*Page excerpt*
--- start ---
I think you probably used a slightly different SMILES than the one you
showed. The one you showed should have given ((0,1,3,4),(2,1,3,4)).
The proper merge rule would then be to consider all matches equivalent if
the 2nd and 3rd atom in the match agree, in any order; i.e, the two
carbons, indices 1 and 3 in this case.
So to do this, for each molecule, do something like this:
d = dict{}
for match in matches:
t = (match[1], match[2])
if match[1] < match[2] ):
t = (match[1], match[2])
else:
t = (match[2], match[1])
d[t] = match
You will wind up with as many dictionary elements as there are matches.
-P.
On Tue, Nov 7, 2017 at 7:38 PM, James T. Metz via Rdkit-discuss <
rdkit-discuss@lists.sourceforge.net> wrote:
> RDkit Discussion Group,
>
> I have written a SMARTS to detect vicinal chlorine groups
> using RDkit. There are 4 atoms involved in a vicinal chlorine group.
--- end ---
*Exercises to complete*
• a. According to the message quoted in the RDKit thread, how many atoms make up a vicinal chlorine group?
• b. Name every variable that the code snippet in the RDKit thread assigns or loops over.
• c. Retype the portion of the RDKit thread that opens with the words containing "d[t] = match" and closes with "vicinal chlorine group.".
The entries that come next were taken from a separate source.

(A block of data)
--- start ---
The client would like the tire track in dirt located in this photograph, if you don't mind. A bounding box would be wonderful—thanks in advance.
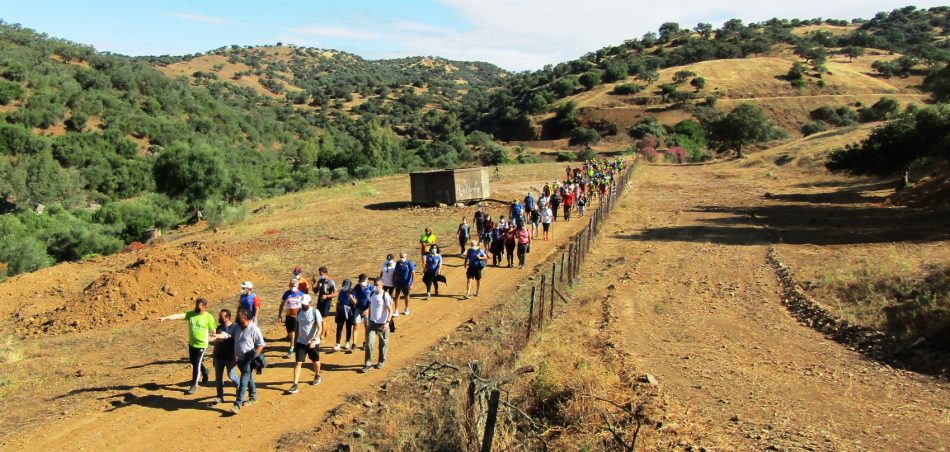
[598,167,950,450]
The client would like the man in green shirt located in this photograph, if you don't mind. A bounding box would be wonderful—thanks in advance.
[158,298,218,395]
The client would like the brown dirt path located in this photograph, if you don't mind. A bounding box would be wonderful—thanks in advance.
[598,165,950,450]
[0,163,600,450]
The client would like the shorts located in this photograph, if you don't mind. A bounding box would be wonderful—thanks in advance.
[284,315,297,333]
[294,342,320,363]
[465,266,482,281]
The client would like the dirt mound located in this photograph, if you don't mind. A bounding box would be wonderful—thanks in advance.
[887,167,950,210]
[14,242,251,336]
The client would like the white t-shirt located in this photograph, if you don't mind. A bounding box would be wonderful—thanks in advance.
[367,292,393,323]
[379,261,396,287]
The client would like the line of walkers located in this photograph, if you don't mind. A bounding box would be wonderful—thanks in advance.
[159,159,624,413]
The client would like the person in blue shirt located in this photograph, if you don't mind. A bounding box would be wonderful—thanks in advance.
[465,240,488,300]
[422,245,442,300]
[393,253,416,317]
[333,278,356,353]
[349,273,373,350]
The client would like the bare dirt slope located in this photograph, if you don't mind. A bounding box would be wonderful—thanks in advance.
[0,164,600,450]
[594,163,950,450]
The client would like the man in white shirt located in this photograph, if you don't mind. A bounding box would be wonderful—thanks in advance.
[287,294,323,394]
[360,279,393,373]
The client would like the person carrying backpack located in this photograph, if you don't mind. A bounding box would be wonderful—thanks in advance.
[464,240,488,300]
[422,245,442,300]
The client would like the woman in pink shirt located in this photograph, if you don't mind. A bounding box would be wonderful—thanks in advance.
[515,226,531,268]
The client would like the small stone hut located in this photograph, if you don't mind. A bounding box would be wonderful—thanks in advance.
[409,168,490,205]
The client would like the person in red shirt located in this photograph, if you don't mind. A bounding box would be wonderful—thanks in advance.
[564,190,575,221]
[503,223,518,268]
[515,226,531,268]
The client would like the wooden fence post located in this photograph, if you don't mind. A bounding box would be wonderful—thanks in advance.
[482,388,501,452]
[527,286,535,340]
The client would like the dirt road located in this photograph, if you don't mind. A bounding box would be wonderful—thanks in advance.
[598,165,950,450]
[2,164,604,451]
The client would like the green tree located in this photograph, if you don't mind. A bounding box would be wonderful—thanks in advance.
[153,145,228,206]
[568,127,600,146]
[710,104,784,158]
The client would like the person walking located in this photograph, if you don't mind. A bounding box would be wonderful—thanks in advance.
[277,278,304,358]
[422,245,442,300]
[393,252,414,317]
[419,226,436,259]
[377,253,396,296]
[158,298,218,395]
[464,240,488,300]
[287,295,323,394]
[238,281,261,323]
[360,280,394,373]
[333,278,356,353]
[211,309,240,404]
[505,223,518,268]
[541,207,554,240]
[215,308,265,414]
[515,226,531,268]
[455,217,472,256]
[489,225,508,267]
[350,273,373,348]
[313,266,339,338]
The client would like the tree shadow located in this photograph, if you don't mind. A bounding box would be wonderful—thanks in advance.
[617,204,950,245]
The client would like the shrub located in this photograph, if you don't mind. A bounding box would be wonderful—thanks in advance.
[611,83,643,95]
[802,121,828,137]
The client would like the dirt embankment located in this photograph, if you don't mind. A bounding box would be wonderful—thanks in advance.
[13,242,251,336]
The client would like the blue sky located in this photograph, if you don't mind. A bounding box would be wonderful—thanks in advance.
[0,0,945,70]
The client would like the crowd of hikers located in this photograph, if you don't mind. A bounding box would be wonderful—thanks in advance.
[159,159,624,413]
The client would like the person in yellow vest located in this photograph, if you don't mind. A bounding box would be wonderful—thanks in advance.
[419,226,435,260]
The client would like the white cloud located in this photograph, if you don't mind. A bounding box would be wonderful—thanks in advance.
[287,25,383,41]
[168,12,247,26]
[424,0,942,70]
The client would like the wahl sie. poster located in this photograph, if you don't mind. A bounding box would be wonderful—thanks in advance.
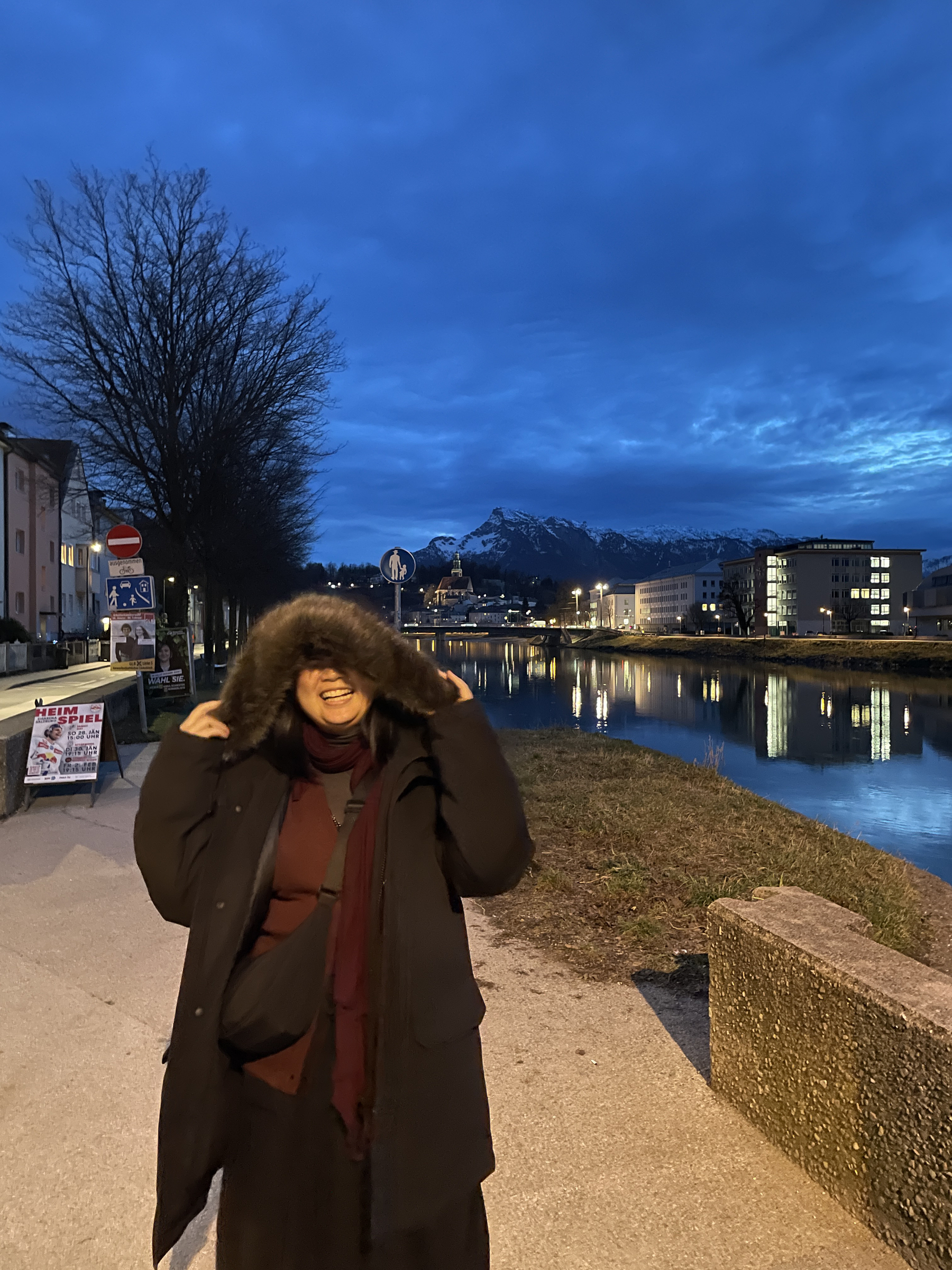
[25,701,103,785]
--- end ---
*Solutions for each task*
• a. Four atoms.

• b. d, matches, match, t

• c.
d[t] = match
You will wind up with as many dictionary elements as there are matches.
-P.
On Tue, Nov 7, 2017 at 7:38 PM, James T. Metz via Rdkit-discuss <
rdkit-discuss@lists.sourceforge.net> wrote:
> RDkit Discussion Group,
>
> I have written a SMARTS to detect vicinal chlorine groups
> using RDkit. There are 4 atoms involved in a vicinal chlorine group.